►

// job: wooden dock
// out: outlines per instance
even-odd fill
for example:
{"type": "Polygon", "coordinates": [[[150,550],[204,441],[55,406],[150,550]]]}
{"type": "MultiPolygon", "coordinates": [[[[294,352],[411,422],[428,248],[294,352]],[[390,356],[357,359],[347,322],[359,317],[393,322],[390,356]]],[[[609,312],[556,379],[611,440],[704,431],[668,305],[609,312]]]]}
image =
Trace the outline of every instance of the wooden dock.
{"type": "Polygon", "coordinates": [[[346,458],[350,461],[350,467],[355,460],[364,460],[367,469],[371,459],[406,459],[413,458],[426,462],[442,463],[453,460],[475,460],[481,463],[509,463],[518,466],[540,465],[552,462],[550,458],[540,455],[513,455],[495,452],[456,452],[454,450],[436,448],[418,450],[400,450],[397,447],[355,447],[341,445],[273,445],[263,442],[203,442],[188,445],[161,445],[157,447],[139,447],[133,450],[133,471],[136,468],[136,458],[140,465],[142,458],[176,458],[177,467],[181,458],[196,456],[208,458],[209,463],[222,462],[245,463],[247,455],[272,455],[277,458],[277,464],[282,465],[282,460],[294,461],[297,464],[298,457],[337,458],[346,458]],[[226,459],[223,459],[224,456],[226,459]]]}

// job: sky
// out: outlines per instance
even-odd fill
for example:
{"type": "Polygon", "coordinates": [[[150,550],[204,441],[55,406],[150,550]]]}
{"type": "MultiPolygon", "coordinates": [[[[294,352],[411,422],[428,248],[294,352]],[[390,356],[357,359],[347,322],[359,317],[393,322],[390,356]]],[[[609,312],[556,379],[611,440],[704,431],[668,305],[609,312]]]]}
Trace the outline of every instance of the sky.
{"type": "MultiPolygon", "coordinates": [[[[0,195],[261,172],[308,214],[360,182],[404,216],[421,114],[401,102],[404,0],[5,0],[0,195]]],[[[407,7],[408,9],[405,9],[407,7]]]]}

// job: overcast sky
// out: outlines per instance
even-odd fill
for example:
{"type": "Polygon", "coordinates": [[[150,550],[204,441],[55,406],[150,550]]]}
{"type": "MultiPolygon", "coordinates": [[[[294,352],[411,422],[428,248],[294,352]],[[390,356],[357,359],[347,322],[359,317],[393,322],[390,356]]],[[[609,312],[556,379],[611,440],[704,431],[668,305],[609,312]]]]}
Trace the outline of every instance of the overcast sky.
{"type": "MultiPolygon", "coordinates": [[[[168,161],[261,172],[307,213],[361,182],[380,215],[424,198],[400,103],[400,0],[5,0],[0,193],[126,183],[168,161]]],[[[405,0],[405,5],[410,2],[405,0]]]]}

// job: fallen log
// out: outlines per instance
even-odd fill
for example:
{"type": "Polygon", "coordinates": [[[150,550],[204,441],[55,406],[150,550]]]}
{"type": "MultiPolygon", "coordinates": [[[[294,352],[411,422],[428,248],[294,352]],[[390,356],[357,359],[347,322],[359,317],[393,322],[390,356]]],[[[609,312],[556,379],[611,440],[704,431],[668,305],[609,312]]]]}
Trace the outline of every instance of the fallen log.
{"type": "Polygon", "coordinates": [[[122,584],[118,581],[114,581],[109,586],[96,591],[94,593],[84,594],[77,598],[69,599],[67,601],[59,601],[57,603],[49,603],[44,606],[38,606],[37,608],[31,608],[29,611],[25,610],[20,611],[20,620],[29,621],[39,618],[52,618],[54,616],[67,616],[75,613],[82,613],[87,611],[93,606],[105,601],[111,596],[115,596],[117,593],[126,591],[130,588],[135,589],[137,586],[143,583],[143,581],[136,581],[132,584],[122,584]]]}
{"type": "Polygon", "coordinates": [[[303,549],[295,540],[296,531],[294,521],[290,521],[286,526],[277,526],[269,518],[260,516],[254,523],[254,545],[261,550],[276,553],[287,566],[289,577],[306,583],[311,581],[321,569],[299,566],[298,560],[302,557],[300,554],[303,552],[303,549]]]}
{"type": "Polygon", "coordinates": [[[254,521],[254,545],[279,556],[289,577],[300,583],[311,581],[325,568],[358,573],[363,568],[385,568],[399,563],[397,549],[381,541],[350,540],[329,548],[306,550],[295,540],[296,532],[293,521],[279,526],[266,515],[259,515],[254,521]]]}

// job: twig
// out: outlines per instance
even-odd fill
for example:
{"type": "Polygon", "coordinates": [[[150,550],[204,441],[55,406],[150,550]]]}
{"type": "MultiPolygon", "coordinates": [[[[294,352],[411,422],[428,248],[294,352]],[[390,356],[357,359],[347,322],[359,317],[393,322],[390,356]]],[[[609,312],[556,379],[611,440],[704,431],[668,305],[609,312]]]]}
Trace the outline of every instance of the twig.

◄

| WAT MOET JE DOEN |
Typ de regels hierboven letterlijk over, te beginnen bij de regel met "job: fallen log" en door tot en met de regel met "Trace the outline of every instance of the fallen".

| VOLLEDIGE UITWERKING |
// job: fallen log
// out: outlines per instance
even-odd fill
for example:
{"type": "Polygon", "coordinates": [[[150,550],[204,441],[55,406],[150,550]]]}
{"type": "MultiPolygon", "coordinates": [[[[294,352],[411,422],[428,248],[294,352]],[[390,356],[357,359],[347,322],[359,317],[393,322],[390,356]]],[[[609,312],[556,379],[611,440],[704,431],[668,305],[609,312]]]]}
Trace the outline of every instance of the fallen log.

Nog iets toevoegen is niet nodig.